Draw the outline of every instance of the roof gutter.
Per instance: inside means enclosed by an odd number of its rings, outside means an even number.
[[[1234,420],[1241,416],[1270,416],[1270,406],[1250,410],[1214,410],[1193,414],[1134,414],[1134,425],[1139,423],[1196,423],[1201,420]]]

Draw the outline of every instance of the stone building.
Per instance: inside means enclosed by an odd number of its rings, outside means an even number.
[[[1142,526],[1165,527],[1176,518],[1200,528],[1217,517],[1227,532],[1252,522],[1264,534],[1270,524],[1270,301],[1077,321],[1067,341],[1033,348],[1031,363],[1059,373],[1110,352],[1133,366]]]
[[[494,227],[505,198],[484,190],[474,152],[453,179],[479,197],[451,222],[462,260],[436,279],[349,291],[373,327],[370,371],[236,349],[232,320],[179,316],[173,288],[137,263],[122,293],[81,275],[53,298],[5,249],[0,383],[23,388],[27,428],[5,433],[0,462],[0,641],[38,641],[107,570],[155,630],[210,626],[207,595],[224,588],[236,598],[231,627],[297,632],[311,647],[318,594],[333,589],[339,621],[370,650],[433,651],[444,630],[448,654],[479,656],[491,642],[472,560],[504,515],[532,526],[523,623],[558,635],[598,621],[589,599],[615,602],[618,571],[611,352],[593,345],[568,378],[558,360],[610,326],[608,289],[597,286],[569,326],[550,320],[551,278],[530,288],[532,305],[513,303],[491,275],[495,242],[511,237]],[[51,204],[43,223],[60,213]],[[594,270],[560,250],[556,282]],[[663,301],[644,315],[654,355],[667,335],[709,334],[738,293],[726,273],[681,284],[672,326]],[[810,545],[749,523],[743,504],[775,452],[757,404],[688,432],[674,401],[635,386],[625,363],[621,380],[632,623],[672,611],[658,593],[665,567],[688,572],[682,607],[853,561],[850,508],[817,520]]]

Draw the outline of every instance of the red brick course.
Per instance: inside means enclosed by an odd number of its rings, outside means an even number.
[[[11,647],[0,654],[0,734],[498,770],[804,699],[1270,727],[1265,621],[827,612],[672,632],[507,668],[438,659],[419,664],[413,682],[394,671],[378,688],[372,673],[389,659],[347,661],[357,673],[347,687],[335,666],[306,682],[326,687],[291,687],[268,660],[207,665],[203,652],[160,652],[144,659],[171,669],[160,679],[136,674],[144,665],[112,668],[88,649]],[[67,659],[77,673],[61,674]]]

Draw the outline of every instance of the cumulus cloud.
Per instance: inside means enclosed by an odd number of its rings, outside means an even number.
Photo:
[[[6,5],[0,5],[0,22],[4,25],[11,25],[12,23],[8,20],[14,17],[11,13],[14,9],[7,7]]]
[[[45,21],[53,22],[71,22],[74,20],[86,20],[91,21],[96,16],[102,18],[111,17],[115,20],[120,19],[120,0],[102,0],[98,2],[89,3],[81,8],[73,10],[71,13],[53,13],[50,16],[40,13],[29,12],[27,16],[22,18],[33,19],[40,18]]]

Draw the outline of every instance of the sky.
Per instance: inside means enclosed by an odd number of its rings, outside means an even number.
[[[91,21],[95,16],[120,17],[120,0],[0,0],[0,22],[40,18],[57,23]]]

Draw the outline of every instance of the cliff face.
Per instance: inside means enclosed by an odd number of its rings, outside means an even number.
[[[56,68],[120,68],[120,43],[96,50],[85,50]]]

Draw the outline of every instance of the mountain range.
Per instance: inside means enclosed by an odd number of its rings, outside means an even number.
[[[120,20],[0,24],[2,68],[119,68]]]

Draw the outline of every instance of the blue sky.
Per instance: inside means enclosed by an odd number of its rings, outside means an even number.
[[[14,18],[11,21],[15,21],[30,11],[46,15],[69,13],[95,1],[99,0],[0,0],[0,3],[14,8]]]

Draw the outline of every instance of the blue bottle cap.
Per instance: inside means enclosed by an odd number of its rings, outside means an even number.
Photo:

■ **Your instructions**: Count the lines in the items above that contain the string "blue", and reply with that number alone.

■ **Output**: 2